> [Data provided]
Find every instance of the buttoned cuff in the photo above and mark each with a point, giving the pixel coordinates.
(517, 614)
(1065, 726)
* * *
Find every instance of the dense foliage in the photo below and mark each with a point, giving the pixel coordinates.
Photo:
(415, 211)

> [Problem to work on] Rewrite the part of the entries that opens with the line containing "Find every instance of the buttoned" and closes with the line containing "(1065, 726)", both lines included. Keep the request text unchanged, and scale every coordinate in the answers by 2.55, rounding each to a whole number with halves rounded up.

> [Reply]
Find every instance of the buttoned cuff in the photo above and mark each with a point, giving the pixel coordinates.
(1318, 1566)
(2716, 1851)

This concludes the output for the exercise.